____ Exercise material
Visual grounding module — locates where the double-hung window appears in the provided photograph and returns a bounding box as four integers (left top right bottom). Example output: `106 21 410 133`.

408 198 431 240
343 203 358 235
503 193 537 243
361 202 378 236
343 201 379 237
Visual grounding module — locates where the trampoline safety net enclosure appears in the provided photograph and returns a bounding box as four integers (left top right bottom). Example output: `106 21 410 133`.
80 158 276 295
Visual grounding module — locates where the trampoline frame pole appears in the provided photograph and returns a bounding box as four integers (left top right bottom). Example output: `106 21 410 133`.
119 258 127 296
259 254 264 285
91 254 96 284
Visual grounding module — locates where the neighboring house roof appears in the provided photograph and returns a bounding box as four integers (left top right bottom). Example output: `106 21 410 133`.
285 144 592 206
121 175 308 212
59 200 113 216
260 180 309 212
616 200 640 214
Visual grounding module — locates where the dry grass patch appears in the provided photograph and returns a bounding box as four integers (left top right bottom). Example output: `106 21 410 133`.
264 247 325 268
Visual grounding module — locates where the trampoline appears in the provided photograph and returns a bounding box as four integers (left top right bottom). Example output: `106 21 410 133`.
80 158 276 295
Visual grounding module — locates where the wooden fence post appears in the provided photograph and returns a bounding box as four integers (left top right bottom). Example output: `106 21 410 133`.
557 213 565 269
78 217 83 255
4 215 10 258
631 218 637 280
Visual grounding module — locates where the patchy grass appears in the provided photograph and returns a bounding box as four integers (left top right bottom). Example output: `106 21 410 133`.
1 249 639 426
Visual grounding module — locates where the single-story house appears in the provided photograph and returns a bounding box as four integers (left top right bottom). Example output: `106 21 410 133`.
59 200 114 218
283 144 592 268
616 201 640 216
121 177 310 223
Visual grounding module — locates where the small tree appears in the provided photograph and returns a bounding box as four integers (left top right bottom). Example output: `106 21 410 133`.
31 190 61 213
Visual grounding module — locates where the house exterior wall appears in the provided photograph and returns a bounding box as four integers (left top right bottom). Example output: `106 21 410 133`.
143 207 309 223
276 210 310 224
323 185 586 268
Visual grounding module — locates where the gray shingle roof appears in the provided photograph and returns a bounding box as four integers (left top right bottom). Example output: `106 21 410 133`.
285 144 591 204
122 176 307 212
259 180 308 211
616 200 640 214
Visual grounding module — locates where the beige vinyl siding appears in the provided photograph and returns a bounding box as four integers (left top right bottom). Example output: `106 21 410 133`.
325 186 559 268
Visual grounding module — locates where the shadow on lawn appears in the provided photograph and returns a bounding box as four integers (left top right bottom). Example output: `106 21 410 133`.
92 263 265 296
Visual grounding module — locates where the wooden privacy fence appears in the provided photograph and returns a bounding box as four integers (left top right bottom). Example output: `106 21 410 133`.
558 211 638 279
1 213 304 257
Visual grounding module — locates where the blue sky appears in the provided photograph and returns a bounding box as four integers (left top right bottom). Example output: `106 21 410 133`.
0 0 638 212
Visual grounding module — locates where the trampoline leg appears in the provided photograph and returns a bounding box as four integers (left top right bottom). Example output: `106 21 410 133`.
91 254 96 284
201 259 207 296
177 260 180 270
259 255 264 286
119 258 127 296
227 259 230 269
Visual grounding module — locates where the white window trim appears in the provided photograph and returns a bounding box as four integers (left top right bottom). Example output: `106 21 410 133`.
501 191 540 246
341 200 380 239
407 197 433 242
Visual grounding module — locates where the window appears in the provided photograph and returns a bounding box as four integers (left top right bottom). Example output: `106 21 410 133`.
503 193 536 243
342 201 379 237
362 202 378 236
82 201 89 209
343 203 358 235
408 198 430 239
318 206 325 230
________
# What the exercise asks:
Give the entries again exactly, every one.

# Exercise answer:
Visual grounding module — locates where the double-hung window appears in the provided photograph and returns a bounding box as four integers (left top right bottom). Example output: `106 21 410 133`.

408 198 431 240
343 203 358 235
503 193 537 243
361 202 378 236
343 201 379 237
Visual grounding module — locates where the trampoline safety net enclosure appears in the provided photograph and returns a bounding box as four integers (left top right bottom). Example output: `106 21 410 133`.
80 158 276 295
Visual grounding module — locates where the trampoline frame pole appears in the provided photograph and returns a bounding box as four integers (left top right bottom). Example output: `106 21 410 133`.
119 258 127 296
259 254 264 285
91 254 96 284
Visual grounding module — locates where the neighboring house roof appears in the provided photograph and returns a bounding box as four integers (left top right bottom). Example output: `106 21 410 133`.
285 144 592 206
121 175 308 212
59 200 113 216
260 180 309 212
616 200 640 214
Visual grounding module — locates where the dry grass patch appears in the provided photograph and returns a bounding box as four integers (left top right bottom). Example output: `106 21 410 133`.
264 247 325 268
Visual grounding module — locates where the trampoline appears in the provided photograph and returns a bounding box as four integers (left top right bottom). Example output: `106 21 410 133`.
80 158 276 295
Visual grounding module — locates where the wooden fence post appears in the provided photograph and returns a bounding box as four integers (left top right bottom). Example output: `106 21 410 133`.
557 213 565 269
78 217 83 255
4 215 10 258
631 218 637 280
Visual grounding module — locates where the patchy grass appears in the provided photograph and returns a bounding box as four integers (left top right bottom). Example output: `106 21 410 133`.
1 249 639 426
Visual grounding module — locates where the single-story house appears in the provided photograph and returns a bounding box as four integers (left top right bottom). Example output: `106 21 410 133`.
59 200 114 218
283 144 592 268
616 201 640 216
121 177 310 223
Visual grounding module — locates where the small tree appears in the provided photograph and returns a bounding box as four integers (left top right bottom). Example output: `106 21 410 133`.
31 190 61 213
Visual grounding module — locates where the house exterior wall appears in the provided photograph and returns a bounding box as four integers (left top right bottom). Example output: `106 21 410 133`.
143 207 309 223
276 210 310 224
323 185 586 268
Visual grounding module — locates where the gray shingle roof appears in the provided photograph and returns a bounding box as four integers (left top right bottom). Example output: `106 21 410 133`.
285 144 591 204
122 176 307 212
259 180 308 211
616 200 640 214
Visual grounding module — locates where the beige vinyl siding appears in the provided photograph and returns a bounding box as four integers (left top right bottom). Example output: `106 21 410 133`.
325 186 559 268
Visual grounding module — locates where the shadow on lawn appears in the provided photograph and returns a bounding box as four integers (left top right bottom). Example output: `106 21 410 133`.
92 263 265 296
Visual grounding module — locates where the wooden privacy fence appears in the provided photograph and returns a bounding box as four integers (left top right bottom). Example output: `106 21 410 133`.
558 211 638 279
1 213 304 257
Visual grounding module — locates where the blue sky appears in the provided photograph and returns a bounding box as four integers (left top right bottom). Example output: `106 21 410 133`.
0 0 638 212
Visual grounding module — locates where the trampoline leg appears in the provided photograph and returns a bounding box as four integers (left top right bottom). Example output: `106 21 410 133`.
91 254 96 284
201 259 207 296
177 260 180 270
259 255 264 286
119 258 127 296
227 259 230 269
Visual grounding module — locates where the white window trim appears in the provided photograph and returns a bounding box as four integers (left top right bottom). Example output: `106 21 410 133`.
501 191 540 246
341 200 380 239
407 197 433 242
Visual grounding module — locates where the window appears in the provided photograph and returns a bounding box as four integers (left top right bottom). Example output: `106 21 410 133`.
503 193 536 243
342 201 379 237
362 202 378 236
82 201 89 209
343 203 358 235
408 198 430 239
318 206 325 230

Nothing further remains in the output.